> [To do]:
A. Reproduce word for word the passage of the VPN troubleshooting post from "More below..." to "session was killed.".
B. In the VPN troubleshooting post, what value is RxMaxMTU currently set to?

> [Document]:
|---|

Yes, you've helped me before with that.  Thank you.  I already
have RxMaxMTU set to 1300 (tried 1400, then 1300, and left it
there).  1400 worked with XP and the same VPN client previously
for me.

More below...

> I am fairly sure though that you can rule out any issues with OpenAFS
> and NetIdMgr.

I installed Wireshark and had a look at the small portion of
network traffic before the VPN session was killed.

I *originally* thought the AS_REQ that *did* happen and
get logged before the VPN session was killed was to an
incorrect IP address.  I saw the DNS queries just before
AS_REQ, jumped the gun, and incorrectly thought, "Why is
it querying DNS to find the KDCs?"

Turns out, this misread was serendipitous.

|---|

> [Provided data]:
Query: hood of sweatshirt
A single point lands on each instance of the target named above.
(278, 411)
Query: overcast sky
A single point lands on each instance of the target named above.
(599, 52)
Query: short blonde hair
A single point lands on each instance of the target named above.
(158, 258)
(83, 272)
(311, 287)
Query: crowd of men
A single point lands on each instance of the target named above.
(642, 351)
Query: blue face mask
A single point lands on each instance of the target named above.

|---|

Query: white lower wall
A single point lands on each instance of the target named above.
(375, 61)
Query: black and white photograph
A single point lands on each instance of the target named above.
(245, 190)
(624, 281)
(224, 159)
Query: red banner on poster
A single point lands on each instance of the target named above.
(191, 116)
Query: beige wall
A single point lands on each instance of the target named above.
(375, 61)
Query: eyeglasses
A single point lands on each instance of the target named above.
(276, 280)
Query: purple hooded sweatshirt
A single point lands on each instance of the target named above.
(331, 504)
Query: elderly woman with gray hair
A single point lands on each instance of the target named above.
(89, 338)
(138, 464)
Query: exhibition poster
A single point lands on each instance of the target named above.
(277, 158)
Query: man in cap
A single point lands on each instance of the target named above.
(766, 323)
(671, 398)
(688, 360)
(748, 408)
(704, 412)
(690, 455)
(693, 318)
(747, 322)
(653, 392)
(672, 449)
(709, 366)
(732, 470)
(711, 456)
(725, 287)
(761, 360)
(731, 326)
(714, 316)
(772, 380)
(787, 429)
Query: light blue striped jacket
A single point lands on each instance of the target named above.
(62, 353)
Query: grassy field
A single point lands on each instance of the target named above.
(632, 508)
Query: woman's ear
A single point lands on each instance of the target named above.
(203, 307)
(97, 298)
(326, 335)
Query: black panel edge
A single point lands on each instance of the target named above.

|---|

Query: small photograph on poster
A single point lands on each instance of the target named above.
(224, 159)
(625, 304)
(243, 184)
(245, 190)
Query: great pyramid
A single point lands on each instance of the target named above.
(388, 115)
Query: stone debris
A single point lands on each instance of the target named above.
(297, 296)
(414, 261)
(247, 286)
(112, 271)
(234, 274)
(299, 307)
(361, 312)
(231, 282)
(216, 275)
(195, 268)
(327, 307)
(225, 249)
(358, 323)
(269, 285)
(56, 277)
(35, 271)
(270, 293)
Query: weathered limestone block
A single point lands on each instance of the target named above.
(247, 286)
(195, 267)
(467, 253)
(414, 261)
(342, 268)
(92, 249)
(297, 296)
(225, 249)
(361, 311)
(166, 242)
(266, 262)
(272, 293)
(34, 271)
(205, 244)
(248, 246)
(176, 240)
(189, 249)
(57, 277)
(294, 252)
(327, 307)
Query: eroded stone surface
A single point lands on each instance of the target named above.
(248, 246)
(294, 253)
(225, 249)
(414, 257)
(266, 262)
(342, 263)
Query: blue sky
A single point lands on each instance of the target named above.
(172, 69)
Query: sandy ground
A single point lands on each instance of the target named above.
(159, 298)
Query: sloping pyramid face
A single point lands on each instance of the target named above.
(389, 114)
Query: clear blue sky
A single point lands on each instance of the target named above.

|---|

> [Results in order]:
A.
More below...

> I am fairly sure though that you can rule out any issues with OpenAFS
> and NetIdMgr.

I installed Wireshark and had a look at the small portion of
network traffic before the VPN session was killed.

B. 1300